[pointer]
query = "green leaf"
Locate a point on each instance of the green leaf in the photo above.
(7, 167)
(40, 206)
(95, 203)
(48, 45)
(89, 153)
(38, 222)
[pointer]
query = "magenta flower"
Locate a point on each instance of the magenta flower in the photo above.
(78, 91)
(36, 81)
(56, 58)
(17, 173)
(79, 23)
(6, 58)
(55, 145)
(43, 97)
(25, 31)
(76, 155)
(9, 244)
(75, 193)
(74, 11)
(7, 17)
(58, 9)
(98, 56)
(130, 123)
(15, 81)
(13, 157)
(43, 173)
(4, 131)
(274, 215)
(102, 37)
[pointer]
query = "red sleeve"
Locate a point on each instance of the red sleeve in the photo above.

__Problem statement__
Copy all of the material above word for word, keeping every line and every number unchanged.

__Answer to the problem__
[pointer]
query = "green leaf"
Locate a point on each instance of the green leaf in the photo above.
(7, 167)
(40, 206)
(95, 203)
(48, 45)
(89, 153)
(38, 222)
[pointer]
query = "magenta flower"
Locate a point on each instance of the magenta flower in the photo above.
(78, 91)
(36, 81)
(56, 58)
(17, 173)
(79, 23)
(6, 58)
(55, 145)
(43, 97)
(25, 31)
(76, 155)
(9, 244)
(75, 193)
(74, 11)
(7, 17)
(58, 9)
(98, 56)
(130, 123)
(15, 81)
(13, 157)
(43, 173)
(4, 131)
(274, 215)
(102, 37)
[pointer]
query = "red sleeve"
Locate a point on each instance of the red sleeve in the photo above.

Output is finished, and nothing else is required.